Produce a verbatim copy of the entries listed below.

--- begin ---

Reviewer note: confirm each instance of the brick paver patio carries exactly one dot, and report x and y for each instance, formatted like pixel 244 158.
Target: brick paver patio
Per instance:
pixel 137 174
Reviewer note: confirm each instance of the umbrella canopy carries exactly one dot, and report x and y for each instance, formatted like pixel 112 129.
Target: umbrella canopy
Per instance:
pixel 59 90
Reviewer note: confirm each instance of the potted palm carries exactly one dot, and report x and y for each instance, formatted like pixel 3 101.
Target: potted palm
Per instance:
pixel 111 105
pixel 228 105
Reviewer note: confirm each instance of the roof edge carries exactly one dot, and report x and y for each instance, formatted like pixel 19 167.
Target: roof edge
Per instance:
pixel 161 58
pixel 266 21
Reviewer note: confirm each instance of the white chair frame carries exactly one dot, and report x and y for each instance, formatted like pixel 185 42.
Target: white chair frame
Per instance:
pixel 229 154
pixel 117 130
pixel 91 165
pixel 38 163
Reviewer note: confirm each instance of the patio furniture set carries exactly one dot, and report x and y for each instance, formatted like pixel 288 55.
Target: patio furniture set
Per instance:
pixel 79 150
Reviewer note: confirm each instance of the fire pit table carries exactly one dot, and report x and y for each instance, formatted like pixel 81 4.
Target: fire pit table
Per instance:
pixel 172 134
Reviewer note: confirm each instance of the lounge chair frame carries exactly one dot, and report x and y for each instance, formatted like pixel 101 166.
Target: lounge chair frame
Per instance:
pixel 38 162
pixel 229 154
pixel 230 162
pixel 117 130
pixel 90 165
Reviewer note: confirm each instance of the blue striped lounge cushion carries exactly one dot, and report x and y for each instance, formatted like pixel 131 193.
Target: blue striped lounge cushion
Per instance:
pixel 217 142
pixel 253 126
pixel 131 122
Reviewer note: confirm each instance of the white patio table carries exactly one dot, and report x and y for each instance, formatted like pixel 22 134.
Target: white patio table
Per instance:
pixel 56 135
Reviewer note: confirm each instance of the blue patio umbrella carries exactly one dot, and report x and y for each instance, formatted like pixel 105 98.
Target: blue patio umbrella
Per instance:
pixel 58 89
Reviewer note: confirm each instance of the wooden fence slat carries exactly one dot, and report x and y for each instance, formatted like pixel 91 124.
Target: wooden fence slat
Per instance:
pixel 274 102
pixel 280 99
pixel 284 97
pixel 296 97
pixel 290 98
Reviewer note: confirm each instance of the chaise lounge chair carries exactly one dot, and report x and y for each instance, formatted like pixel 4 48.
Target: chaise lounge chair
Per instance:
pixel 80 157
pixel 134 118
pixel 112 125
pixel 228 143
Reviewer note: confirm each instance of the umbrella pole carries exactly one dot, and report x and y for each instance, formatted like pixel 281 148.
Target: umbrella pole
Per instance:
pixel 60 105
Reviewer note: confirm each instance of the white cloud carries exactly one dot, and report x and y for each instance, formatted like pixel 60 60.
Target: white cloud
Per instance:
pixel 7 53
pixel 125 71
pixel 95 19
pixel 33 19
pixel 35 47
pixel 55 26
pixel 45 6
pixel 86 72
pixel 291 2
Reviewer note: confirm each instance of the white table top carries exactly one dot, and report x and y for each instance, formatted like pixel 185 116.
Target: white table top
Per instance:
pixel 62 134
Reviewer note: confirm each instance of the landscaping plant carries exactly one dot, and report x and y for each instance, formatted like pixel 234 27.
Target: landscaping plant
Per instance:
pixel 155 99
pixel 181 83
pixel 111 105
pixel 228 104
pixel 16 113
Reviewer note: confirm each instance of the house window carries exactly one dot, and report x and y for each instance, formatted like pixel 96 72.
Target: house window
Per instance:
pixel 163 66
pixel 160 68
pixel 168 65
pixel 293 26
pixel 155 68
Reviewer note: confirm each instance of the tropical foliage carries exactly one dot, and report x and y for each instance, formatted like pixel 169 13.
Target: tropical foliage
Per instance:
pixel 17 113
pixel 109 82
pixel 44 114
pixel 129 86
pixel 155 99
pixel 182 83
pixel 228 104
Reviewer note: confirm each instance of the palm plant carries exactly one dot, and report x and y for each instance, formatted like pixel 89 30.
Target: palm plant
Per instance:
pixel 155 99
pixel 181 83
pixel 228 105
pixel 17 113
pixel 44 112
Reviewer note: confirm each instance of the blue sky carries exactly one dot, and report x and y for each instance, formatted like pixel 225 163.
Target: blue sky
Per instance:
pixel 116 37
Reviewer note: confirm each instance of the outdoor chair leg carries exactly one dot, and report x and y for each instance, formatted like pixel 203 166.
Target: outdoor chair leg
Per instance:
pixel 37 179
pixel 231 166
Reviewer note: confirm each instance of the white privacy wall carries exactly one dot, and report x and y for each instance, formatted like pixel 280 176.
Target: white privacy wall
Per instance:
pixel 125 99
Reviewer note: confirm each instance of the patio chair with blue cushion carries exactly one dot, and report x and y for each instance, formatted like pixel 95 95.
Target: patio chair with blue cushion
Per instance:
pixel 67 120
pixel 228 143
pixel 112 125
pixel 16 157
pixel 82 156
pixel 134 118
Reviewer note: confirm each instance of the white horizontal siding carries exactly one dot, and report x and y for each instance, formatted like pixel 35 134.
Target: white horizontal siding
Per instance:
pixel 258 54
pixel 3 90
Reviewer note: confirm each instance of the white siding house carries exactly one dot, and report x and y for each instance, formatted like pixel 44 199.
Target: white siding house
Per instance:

--- end ---

> _OUTPUT_:
Reviewer note: confirm each instance of the brick paver patio carries exactly one dot, and report x and y for each instance, formatted like pixel 244 158.
Target: brick paver patio
Per instance:
pixel 137 174
Reviewer note: confirm each instance of the umbrella canopy carries exactly one dot, and report x and y for each instance, formatted like pixel 112 129.
Target: umbrella canopy
Per instance:
pixel 59 90
Reviewer note: confirm each instance of the potted palm carries exactly one dot, and report x and y for each instance, formatted like pixel 3 101.
Target: potted palm
Per instance:
pixel 111 105
pixel 228 105
Reviewer note: confirm each instance of the roof edge carries exactly one dot, and report x and y for each instance, formatted like pixel 19 167.
Target: roof edge
Per instance:
pixel 161 58
pixel 266 21
Reviewer note: confirm each instance of the white chair frame carries exactly one dot, and report x and y for each instance, formatted like pixel 185 42.
Target: white chair frame
Per instance:
pixel 229 154
pixel 117 130
pixel 91 165
pixel 38 163
Reviewer note: confirm each instance of the patio furniture set carries exactly one dot, and report x and y for each instance, formatted like pixel 288 55.
Target: patio furniture set
Per instance:
pixel 79 150
Reviewer note: confirm each instance of the fire pit table carries exactly one dot, and report x and y for each instance, formatted like pixel 81 4.
Target: fire pit table
Per instance:
pixel 172 134
Reviewer note: confirm each instance of the lounge chair frame carries exactly one dot, and report x and y for each instance, formatted like pixel 101 166.
Target: lounge chair frame
Per instance:
pixel 38 162
pixel 229 154
pixel 230 162
pixel 117 130
pixel 90 165
Reviewer note: confirm each instance of the blue striped lounge cushion carries exactly one dot, and report x and y for each instance, formatted like pixel 131 193.
Target: blue striped lounge cushion
Per instance:
pixel 217 142
pixel 253 126
pixel 131 122
Reviewer note: confirm each instance of the white patio table carries exactly one dot, and report x and y for each instance, formatted like pixel 22 134.
Target: white patio table
Per instance:
pixel 56 135
Reviewer note: confirm each instance of the blue patio umbrella carries exactly one dot, and report x and y for each instance, formatted like pixel 105 98.
Target: blue patio umbrella
Per instance:
pixel 58 89
Reviewer note: confirm each instance of the wooden fence slat carries exactly one dot, and report x and y for each instance, formatted like pixel 91 124.
Target: wooden fence slat
Per instance:
pixel 274 102
pixel 280 99
pixel 284 97
pixel 296 97
pixel 290 98
Reviewer note: confirm each instance of the chaise lounge chair carries exactly one dot, and report x and y for each instance, formatted like pixel 4 48.
Target: chaise lounge chair
Per instance:
pixel 80 157
pixel 134 118
pixel 112 125
pixel 228 143
Reviewer note: confirm each instance of the umbrella pole carries exactly one dot, and report x and y for each instance, formatted like pixel 281 148.
Target: umbrella pole
Per instance:
pixel 60 105
Reviewer note: confirm each instance of the white cloud carries exactly one dot, and report x and y for each instance, formatted like pixel 60 60.
Target: white cloud
Per instance:
pixel 7 53
pixel 125 71
pixel 95 19
pixel 33 19
pixel 35 47
pixel 55 26
pixel 45 6
pixel 86 72
pixel 291 2
Reviewer note: confirm each instance of the white table top carries exactly one dot, and report x and y for each instance, formatted like pixel 185 116.
Target: white table top
Per instance:
pixel 62 134
Reviewer note: confirm each instance of the landscaping plant carries exactly one dot, and report x and y for each instance, formatted like pixel 234 27.
Target: landscaping plant
Per instance:
pixel 155 99
pixel 181 83
pixel 111 105
pixel 228 104
pixel 16 113
Reviewer note: confirm each instance of the house window carries exactly one dot, and report x and y for each instance, formatted like pixel 96 72.
Target: house window
Per instance:
pixel 163 66
pixel 160 68
pixel 168 65
pixel 293 26
pixel 155 68
Reviewer note: confirm each instance of the tropical foliage carries exactly one dot, and report x and y for each instance, formatted like pixel 169 13.
Target: tropical foliage
Per instance:
pixel 17 113
pixel 109 82
pixel 44 114
pixel 129 86
pixel 155 99
pixel 182 83
pixel 228 104
Reviewer note: confirm each instance of the palm plant carries exactly one dot, and report x and y for each instance, formatted like pixel 89 30.
Target: palm plant
Per instance:
pixel 155 99
pixel 181 83
pixel 228 105
pixel 17 113
pixel 44 112
Reviewer note: confirm each instance of the blue sky carries exactly one dot, and report x and y for each instance, formatted like pixel 225 163.
Target: blue sky
Per instance:
pixel 116 37
Reviewer note: confirm each instance of the outdoor chair leg carries exactly one dot, and report x and y for each instance, formatted like pixel 203 166.
Target: outdoor chair leg
Per instance:
pixel 37 179
pixel 231 166
Reviewer note: confirm each instance of the white privacy wall carries exactly one dot, and report x and y for each instance, formatted like pixel 280 176.
Target: white privacy wall
Per instance:
pixel 125 99
Reviewer note: confirm each instance of the patio chair with blue cushion carries exactly one dot, and report x and y for each instance, formatted like pixel 95 95.
Target: patio chair with blue cushion
Per instance:
pixel 67 120
pixel 228 143
pixel 112 125
pixel 16 157
pixel 82 156
pixel 134 118
Reviewer note: confirm each instance of the white horizontal siding carries exactly one dot, and report x and y for each instance, formatted like pixel 35 134.
Target: white horizontal siding
Per instance:
pixel 258 54
pixel 3 90
Reviewer note: confirm each instance of the white siding house carries exactly one dot, and report x and y for each instance, formatted like pixel 44 199.
Target: white siding house
Per instance:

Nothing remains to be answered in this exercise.